======== Available data

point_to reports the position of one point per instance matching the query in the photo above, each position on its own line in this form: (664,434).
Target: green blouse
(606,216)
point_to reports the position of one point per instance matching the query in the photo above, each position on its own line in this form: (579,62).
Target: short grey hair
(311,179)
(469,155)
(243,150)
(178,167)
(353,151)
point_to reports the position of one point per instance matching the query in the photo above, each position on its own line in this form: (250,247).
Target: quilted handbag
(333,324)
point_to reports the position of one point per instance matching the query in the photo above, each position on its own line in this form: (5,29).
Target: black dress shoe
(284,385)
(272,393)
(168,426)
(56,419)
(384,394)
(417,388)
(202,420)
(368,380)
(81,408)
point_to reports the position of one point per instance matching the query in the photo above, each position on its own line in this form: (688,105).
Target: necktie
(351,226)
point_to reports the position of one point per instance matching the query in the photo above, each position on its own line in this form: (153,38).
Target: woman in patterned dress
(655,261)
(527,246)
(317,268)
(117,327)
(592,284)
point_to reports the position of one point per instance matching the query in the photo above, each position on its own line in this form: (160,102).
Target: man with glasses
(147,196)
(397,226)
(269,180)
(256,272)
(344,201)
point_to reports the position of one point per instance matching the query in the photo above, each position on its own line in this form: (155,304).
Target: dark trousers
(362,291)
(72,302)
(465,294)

================

Using the entries above, give again exactly the lines from the line holding "this form: (250,247)." through the line holding "this form: (153,38).". Include both end lines and nothing else.

point_to reports the position of one point per instance matching the query in the photo above, each position on its own line in this form: (250,247).
Target: quilted handbag
(333,324)
point_to reports the position of one point per instance matching the query in the photo above, each position on its own line in this form: (5,29).
Target: black dress shoe
(284,385)
(272,393)
(168,426)
(56,419)
(384,394)
(417,388)
(202,420)
(368,380)
(81,408)
point_to reports the position of one point per instance matching the query in the photo above, each position on its own line in this form: (688,105).
Target: necktie
(351,226)
point_to reports the position of one point per instance matching the query in the photo above, each position on its own line in this form: (153,38).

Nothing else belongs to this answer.